## Exercise aim
Every entry below is to be returned unchanged. Images are not part of the copy.

## Given entries

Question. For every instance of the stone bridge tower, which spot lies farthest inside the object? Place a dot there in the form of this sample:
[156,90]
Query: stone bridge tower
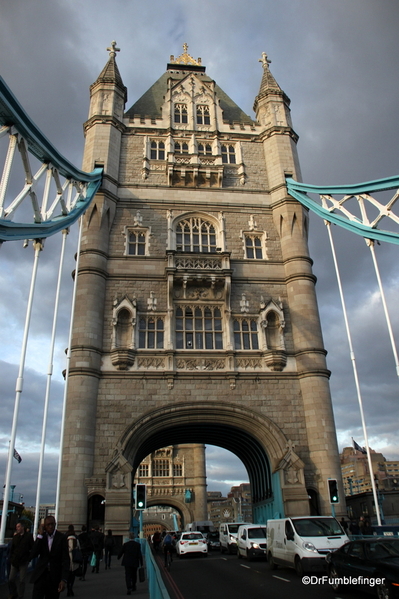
[196,318]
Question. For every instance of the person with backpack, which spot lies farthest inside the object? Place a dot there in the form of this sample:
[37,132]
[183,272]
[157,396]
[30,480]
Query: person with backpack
[109,545]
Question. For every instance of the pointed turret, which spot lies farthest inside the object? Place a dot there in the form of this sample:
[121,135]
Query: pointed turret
[110,73]
[104,126]
[271,104]
[268,82]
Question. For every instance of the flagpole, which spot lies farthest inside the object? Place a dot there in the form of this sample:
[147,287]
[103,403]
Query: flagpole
[57,498]
[38,246]
[48,384]
[352,356]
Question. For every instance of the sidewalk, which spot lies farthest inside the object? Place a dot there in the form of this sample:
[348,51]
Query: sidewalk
[107,584]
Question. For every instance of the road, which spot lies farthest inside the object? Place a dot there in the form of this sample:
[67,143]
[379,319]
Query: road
[218,576]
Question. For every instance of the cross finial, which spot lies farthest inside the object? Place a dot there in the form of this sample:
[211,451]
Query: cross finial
[113,49]
[264,60]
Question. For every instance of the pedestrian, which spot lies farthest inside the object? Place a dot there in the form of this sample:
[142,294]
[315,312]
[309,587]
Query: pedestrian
[368,530]
[132,559]
[109,545]
[97,540]
[344,524]
[361,525]
[73,544]
[20,549]
[167,546]
[51,572]
[156,539]
[86,549]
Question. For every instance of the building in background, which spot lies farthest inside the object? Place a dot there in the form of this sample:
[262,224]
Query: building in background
[196,318]
[236,507]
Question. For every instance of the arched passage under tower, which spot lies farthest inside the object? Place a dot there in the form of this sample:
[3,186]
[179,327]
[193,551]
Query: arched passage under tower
[275,472]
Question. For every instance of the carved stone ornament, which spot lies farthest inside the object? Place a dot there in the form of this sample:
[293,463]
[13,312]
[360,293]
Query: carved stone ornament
[122,358]
[276,359]
[118,481]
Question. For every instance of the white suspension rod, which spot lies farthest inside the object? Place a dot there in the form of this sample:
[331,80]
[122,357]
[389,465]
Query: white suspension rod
[57,499]
[48,384]
[37,244]
[352,355]
[370,243]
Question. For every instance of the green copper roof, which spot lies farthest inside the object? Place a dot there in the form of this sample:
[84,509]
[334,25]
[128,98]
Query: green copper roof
[150,103]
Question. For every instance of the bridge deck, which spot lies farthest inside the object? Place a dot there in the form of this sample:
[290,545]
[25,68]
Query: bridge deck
[108,583]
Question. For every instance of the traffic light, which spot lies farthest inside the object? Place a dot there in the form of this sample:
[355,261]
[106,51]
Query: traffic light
[141,497]
[333,490]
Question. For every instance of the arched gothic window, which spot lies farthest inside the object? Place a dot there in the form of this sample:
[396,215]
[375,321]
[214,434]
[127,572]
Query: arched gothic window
[245,334]
[195,235]
[228,154]
[253,247]
[199,327]
[124,329]
[207,149]
[151,332]
[181,148]
[203,115]
[157,150]
[181,114]
[273,331]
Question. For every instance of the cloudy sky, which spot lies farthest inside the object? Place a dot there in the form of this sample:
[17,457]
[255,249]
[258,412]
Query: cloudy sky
[336,60]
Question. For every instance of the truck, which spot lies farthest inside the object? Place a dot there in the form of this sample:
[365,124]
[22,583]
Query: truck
[203,526]
[303,542]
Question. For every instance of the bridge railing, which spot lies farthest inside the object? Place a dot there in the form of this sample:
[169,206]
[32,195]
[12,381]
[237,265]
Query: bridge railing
[56,192]
[156,585]
[360,208]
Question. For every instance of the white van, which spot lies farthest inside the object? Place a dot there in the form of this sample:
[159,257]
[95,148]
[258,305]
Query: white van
[251,541]
[228,536]
[303,542]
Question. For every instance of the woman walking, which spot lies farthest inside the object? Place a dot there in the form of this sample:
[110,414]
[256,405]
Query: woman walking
[73,544]
[109,545]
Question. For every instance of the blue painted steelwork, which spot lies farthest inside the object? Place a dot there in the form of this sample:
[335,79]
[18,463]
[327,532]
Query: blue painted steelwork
[156,585]
[271,508]
[359,191]
[12,115]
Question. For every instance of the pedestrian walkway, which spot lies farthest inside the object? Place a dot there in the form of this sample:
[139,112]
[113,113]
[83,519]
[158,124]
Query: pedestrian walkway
[108,584]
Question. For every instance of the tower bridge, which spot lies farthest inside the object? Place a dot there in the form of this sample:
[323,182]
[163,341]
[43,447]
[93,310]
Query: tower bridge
[195,319]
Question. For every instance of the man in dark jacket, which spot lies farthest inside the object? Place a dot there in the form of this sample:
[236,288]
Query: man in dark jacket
[132,559]
[97,541]
[21,546]
[52,568]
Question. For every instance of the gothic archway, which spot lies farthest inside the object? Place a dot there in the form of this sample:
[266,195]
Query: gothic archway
[275,471]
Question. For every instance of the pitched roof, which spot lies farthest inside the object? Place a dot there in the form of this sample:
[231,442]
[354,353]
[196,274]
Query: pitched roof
[111,74]
[150,103]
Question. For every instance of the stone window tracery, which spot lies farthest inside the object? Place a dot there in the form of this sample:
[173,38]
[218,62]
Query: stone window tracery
[203,115]
[136,242]
[199,327]
[205,149]
[144,470]
[151,332]
[228,154]
[157,150]
[177,469]
[195,235]
[181,148]
[245,334]
[253,247]
[180,113]
[160,468]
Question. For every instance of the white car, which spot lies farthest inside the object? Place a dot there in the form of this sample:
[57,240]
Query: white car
[191,542]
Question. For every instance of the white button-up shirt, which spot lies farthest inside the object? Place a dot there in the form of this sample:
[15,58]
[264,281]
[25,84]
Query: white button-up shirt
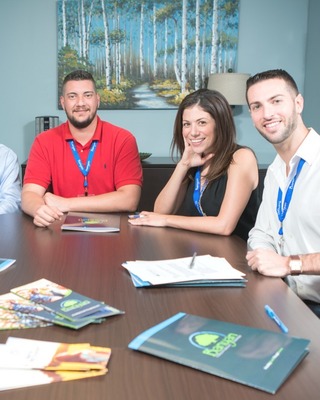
[10,188]
[301,226]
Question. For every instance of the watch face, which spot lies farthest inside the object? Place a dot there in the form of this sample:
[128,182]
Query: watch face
[295,266]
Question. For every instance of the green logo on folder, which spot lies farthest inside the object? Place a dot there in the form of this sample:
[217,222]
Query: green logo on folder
[214,344]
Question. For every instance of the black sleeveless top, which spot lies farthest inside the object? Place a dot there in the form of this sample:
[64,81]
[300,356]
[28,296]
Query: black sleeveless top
[211,201]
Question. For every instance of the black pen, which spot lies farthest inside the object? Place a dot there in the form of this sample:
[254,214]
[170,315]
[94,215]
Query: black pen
[192,260]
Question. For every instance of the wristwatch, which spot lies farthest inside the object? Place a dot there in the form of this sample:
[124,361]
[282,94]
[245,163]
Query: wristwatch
[295,265]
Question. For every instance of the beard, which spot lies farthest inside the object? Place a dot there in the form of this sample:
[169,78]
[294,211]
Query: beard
[80,124]
[285,133]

## Reply to the exercise
Question. For every instance of the stone bridge tower, which spot lies farthest inside the object? Place a dot there in the form of this sample:
[156,90]
Query: stone bridge tower
[196,318]
Question. For every instance of the person with backpack, which spot lies farthest inside the object? Place a dot there in the form of this sample:
[37,132]
[183,272]
[157,396]
[30,480]
Query: person with backpack
[109,545]
Question. For every instance of the pointed turret, which spot lies farthest inside the object? Place a dot there in the form of this sample:
[121,135]
Query: pointed turret
[110,73]
[104,126]
[271,104]
[268,82]
Question. For every instance of the flagpole, which spot lies farthest inside the object? Place a dot there in the form of this sample:
[147,287]
[103,403]
Query: flagpole
[57,498]
[38,246]
[48,384]
[352,356]
Question. For every instance of the sidewalk, which spot lies farthest inside the object? Place a dot there in the form of this sample:
[348,51]
Query: sidewalk
[107,584]
Question. For every instance of the road, which spot lies farthest inside the object? Place a dot there in the form of this sample:
[67,143]
[379,319]
Query: road
[218,576]
Question. For every instance of the cross finial, which spot lies farthest inside the object? Place a dot there in the form of this sample:
[211,451]
Query: cross finial
[113,49]
[264,60]
Question. For every instance of the pedestrian, which spot lies farthest inside the object? Place a dot there in the form of this sample:
[142,294]
[315,312]
[309,587]
Query: pedestrian
[368,530]
[132,559]
[109,545]
[97,540]
[344,524]
[361,525]
[73,544]
[20,549]
[167,546]
[51,572]
[156,539]
[86,549]
Question. For every instance of the building in background, which spot lies farthest inside the object? Place a dot there in the form of this sample:
[262,224]
Query: building in background
[196,318]
[236,507]
Question. For every instance of the arched passage under tower, which spot lies farthest inside the object? Place a dot there in the form of this sample:
[3,186]
[179,327]
[193,551]
Query: arched passage under tower
[275,472]
Question. For every instance of the carved stone ornament, which spot lies farthest inside the object? Place a dot there in the form of this sample:
[293,463]
[13,312]
[360,293]
Query: carved stone ornament
[122,358]
[276,359]
[118,481]
Question. For every instance of the white suspension rod, which spot lies farthest inside the object? Place a dot there in the form of this sample:
[331,80]
[122,357]
[389,465]
Query: white suspension rod
[57,499]
[48,384]
[37,244]
[352,355]
[370,243]
Question. For every instance of the green copper roof, which spot lies farthest inside the object? Place a dot there in the form of this sample:
[84,509]
[334,25]
[128,98]
Query: green copper roof
[150,103]
Question. For every instance of the bridge deck, which spot lies farthest inside the object? Place a dot there in the form of this sample:
[290,545]
[25,68]
Query: bridge deck
[108,583]
Question. For every instance of the traffic light, which spot lies farthest inside the object? Place a dot there in the form of this sample:
[355,261]
[106,51]
Query: traffic light
[141,497]
[333,490]
Question. For every instance of the arched gothic window, which spot lies farthest inside the object? Place a dot there in the form of this sample:
[396,215]
[375,321]
[214,434]
[127,572]
Query: arched gothic window
[245,334]
[195,235]
[228,154]
[253,247]
[199,327]
[124,329]
[207,149]
[151,332]
[181,148]
[203,115]
[157,150]
[181,114]
[273,331]
Question. For every instance of the cloudy sky, which spot lies farthest inside the object? Place a dot there in the form of this sample:
[17,457]
[255,249]
[258,412]
Query: cloudy sky
[336,60]
Question. For every instance of the truck, which spot lies farthest inside the object? Place a dot there in the form of this sample:
[365,124]
[22,583]
Query: truck
[203,526]
[303,542]
Question. For every instance of the bridge railing, which spot lies farthest inside the object? Place a dot there in the form of this sample:
[169,206]
[32,195]
[12,381]
[237,265]
Query: bridge railing
[56,192]
[156,585]
[360,208]
Question. For every instance of the white van, which spot lies farthest inside the object? Place a dot there in the form of this sample:
[159,257]
[95,148]
[258,305]
Query: white van
[251,541]
[228,536]
[303,542]
Question. For every instance of the woman walking, which spot lies farthest inside the object? Place a dot there in the form of this sample:
[110,414]
[256,405]
Query: woman walking
[73,544]
[109,545]
Question. For every instance of the blue painted steelwork, which spot lies farthest inside the object? Place a dot there in the form of this sample:
[335,79]
[18,463]
[327,532]
Query: blue painted steelwork
[156,585]
[271,508]
[359,191]
[12,115]
Question. For every instance of the pedestrian walkway, which spot lies farthest inside the object? Place a dot there in the form of this sample:
[139,112]
[113,113]
[83,519]
[158,124]
Query: pedestrian walkway
[108,584]
Question. For every instance of the tower bridge, which spot lies farthest inside the object? Place a dot there in the form of this sample:
[323,182]
[163,341]
[43,447]
[93,310]
Query: tower bridge
[195,319]
Question. For every instance of the man in dark jacket, which spot lies farthest inside the object? Place a dot there in the form of this sample:
[236,288]
Query: man in dark jacket
[132,559]
[97,541]
[21,546]
[52,568]
Question. For every instance of the gothic archway, which spot lies farthest inside the object? Place a dot there in the form of this sample:
[266,195]
Query: gothic archway
[275,471]
Question. For every instance of the pitched roof, which spot lies farthest inside the object? Place a dot there in the form of this sample:
[231,442]
[354,353]
[196,274]
Query: pitched roof
[111,74]
[150,103]
Question. For every instance of the stone window tracery, which spot lies farthest inside the object? Place a dot there in the form of this sample:
[173,38]
[218,62]
Query: stone window tracery
[203,115]
[136,242]
[199,327]
[205,149]
[144,470]
[151,332]
[228,154]
[157,150]
[177,469]
[195,235]
[181,148]
[245,334]
[253,247]
[180,113]
[160,468]
Question. For every instance of the white car, which spot lies farthest inside the object? Place a dot there in the form of this sample:
[57,240]
Query: white car
[191,542]
Question. For every instance of the white button-up shirt, which spot lies farthest inside the object? Place a dot there in the form of this sample:
[15,58]
[264,281]
[25,84]
Query: white button-up shirt
[10,188]
[301,226]
Question. For every instance of the watch face, which spot lies farthest inside the object? Place a dot there in the form of this sample:
[128,182]
Query: watch face
[295,266]
Question. For every instance of the green logo on folder, which spot lies farthest inside the object? Place a dot there in the form of this sample:
[217,222]
Query: green logo on folder
[214,344]
Question. For every instance of the black sleeveless top, which spot lies farthest inside the object? Place a dot there in the form of this sample:
[64,81]
[300,356]
[28,296]
Query: black sleeveless top
[211,201]
Question. For every instance of the black pen, which spot lies farthest inside the object? Place a dot there in the form of this sample:
[254,214]
[170,315]
[94,215]
Query: black pen
[192,260]
Question. For every instance of the wristwatch, which spot lies farthest inside the object? Place a dot there in the form of this sample:
[124,361]
[282,94]
[245,163]
Query: wristwatch
[295,265]
Question. For every instance of the beard, which spot lies farthest inside the object? Place a dot there in the form of this sample:
[169,78]
[294,211]
Query: beard
[80,124]
[285,133]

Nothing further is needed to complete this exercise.